Prior to his death, in the seventh moon of 1273, and again in the sixth moon of 1274, Tameie had issued legal documents that bequeathed the Hosokawa Estate, a property of little cosequence, to Tamesuke. The central incident and impetus of the Izayoi nikki, the travel diary of Abutsu-ni, is a journey to Kamakura occasioned precisely by a lawsuit over its ownership: she claimed the Hosokawa for her son Tamesuke against the opposition of Tameuji, one of Tameie's sons by a previous wife and some forty years Tamesuke's senior.(3) But at stake in her writings is a property far more valuable--and she knew this. What she wanted, indeed what she intended to secure for her son as his rightful inheritance, was his "birthright" as she saw it, as the authoritative and absolute arbiter of taste in court poetry. But just how would she get people to listen to her side of the story?

What is evident is that people did listen and continued to do so long after the lawsuit had been settled in Tamesuke's favor.(4) Down through the ages, the Izayoi nikki has enjoyed a wide readership, and Tamesuke's line as the Reizei branch of the family, a certain marked influence in the world of court poetry. Recently, however, the so-called teisetsu, or accepted interpretations, glibly pronounce that the diary, however insignificant as a work of art in its own right, remains somewhat important as an historical artifact for two reasons: as an educational guide, the purpose of which was to instruct Abutsu-ni's sons in the art of poetic composition, and as an exemplary tale of filial piety.(5) Ironically, these interpretations all but ignore the tone of overwhelming "paternal benevolence" in Tameie's poetic treatise, the Yakumo kuden ("Secret Teachings on the Art of the Eightfold Clouds"), expressly written in his final years as just such a poetic primer for Tamesuke.(6) Worse, the two lines of thinking can be traced directly back to (but no further than) the writings of a few prewar critics--Fujimura Saku and Kamazaki Keijiro, for example--who, without further examination, attached tremendous importance to the notion of filial piety alluded to in the opening line from the diary in support of their conclusion:(7)

Mukashi, kabe no naka yori, motomeide tari kemu fumi no mei wo ba,

ima no yo no hito no ko wa, yume bakari no, Karada no ue no koto to

shirazari ken na.

Children nowadays would not even dream that the name of the book

discovered long, long ago within a crack in a wall has anything to do

with them.

The concrete relationship of the allusion to the whole of the text, however, was summarily overlooked, primarily, I suspect, because the critics could not account for the vast temporal and cultural distances between the moment of enunciation of these lines and their own readings of them. They wholly ignored that the Meiji Restoration had resulted in the installation of an emperor whose prestige and power served to legitimate a national image configured in patriarchal terms which grew increasingly stronger toward the eve of Japan's military involvement on the Asian continent in 1931. Caught within the very weave of such a State-sanctioned ideology, they failed to recognize how their own readings complicitly rearticulated--in fact, played into the hand of--a larger, deceptively ahistorical discourse of Japan as a patriarchally-aligned family, so painstakingly erected by post-Restoration authorities. At the moment, however, their interpretations prevail. The Izayoi nikki is now rarely, if ever, read.

Entries shown

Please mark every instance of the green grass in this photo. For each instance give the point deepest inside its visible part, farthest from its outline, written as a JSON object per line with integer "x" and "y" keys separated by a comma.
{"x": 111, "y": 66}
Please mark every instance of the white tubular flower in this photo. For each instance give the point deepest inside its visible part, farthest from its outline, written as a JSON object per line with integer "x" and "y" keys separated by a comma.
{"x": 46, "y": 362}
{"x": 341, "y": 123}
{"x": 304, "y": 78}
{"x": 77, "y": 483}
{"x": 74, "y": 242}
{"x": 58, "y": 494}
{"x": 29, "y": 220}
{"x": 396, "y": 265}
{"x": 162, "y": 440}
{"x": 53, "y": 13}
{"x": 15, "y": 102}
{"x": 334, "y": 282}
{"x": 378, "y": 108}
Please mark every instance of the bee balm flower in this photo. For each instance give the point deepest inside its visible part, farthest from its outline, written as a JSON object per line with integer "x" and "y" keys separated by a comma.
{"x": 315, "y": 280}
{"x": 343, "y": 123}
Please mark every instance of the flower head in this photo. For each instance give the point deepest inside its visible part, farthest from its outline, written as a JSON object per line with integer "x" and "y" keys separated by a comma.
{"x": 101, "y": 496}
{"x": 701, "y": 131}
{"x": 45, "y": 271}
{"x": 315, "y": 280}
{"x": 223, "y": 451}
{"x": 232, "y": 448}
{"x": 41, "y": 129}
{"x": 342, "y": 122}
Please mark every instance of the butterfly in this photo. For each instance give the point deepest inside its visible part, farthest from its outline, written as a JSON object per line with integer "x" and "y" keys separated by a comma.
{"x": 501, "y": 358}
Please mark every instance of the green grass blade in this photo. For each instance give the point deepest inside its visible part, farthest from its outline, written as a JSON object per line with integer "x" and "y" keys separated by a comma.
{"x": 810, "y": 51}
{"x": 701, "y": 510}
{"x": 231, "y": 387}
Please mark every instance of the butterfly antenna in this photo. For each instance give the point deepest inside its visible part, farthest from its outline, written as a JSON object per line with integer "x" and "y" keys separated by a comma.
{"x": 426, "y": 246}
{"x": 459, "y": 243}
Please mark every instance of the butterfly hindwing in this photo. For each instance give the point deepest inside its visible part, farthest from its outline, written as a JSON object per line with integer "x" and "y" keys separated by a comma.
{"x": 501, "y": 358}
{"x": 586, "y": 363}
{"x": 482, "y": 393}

Work instructions
Using the passage about the Izayoi nikki, answer these:
(a) In which two months did Tameie issue documents leaving the Hosokawa Estate to Tamesuke?
(b) What is the title of the poetic treatise Tameie wrote in his final years for Tamesuke?
(c) Which two prewar critics does the passage name as examples?
Rely on the passage about the Izayoi nikki and nothing else.

Response to the exercise
(a) The seventh moon of 1273 and the sixth moon of 1274.
(b) The Yakumo kuden ("Secret Teachings on the Art of the Eightfold Clouds").
(c) Fujimura Saku and Kamazaki Keijiro.